→ **WORK INSTRUCTIONS**
Output only the line that contains "Place one point per instance of the car" and the lines after it, all verbatim, through the last one below.

(Image-grounded pointing data)
===============

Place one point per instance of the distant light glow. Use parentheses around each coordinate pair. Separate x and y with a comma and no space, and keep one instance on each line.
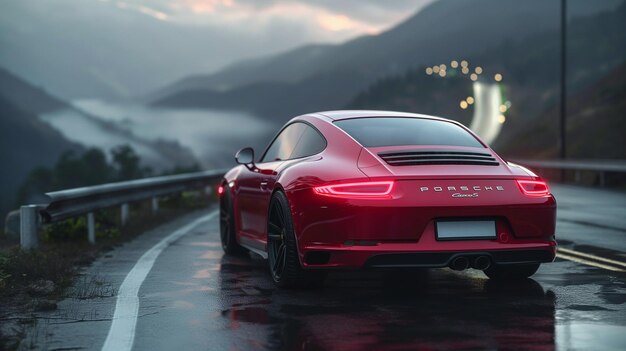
(336,23)
(363,190)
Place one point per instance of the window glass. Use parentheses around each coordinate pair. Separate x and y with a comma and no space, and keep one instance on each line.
(395,131)
(284,144)
(311,142)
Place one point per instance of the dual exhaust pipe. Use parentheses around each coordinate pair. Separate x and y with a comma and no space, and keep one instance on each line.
(462,263)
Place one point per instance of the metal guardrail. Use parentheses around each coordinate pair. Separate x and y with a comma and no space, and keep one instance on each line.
(600,166)
(72,203)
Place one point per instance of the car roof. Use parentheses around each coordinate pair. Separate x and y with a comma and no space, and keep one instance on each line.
(347,114)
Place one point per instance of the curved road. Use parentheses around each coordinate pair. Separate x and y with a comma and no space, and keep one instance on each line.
(195,298)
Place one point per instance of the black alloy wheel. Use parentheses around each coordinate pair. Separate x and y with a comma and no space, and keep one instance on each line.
(227,226)
(282,250)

===============

→ **SOLUTION FOR THIS PROBLEM**
Place one point per instance of the car roof. Use parentheses around each coordinate pair. Separate x and y with a comma and no space, and keep one instance on each line.
(347,114)
Place one point per instance of the curved road. Use parentheses around each coordinate pair. Separate x and y with a comma and no space, and keep one instance on each line.
(195,298)
Place one point per instance of the black alloy wheel. Use parentheses around each coordinate pair. Separate x and y with a comma and no space, and keep one instance on each line.
(227,226)
(282,250)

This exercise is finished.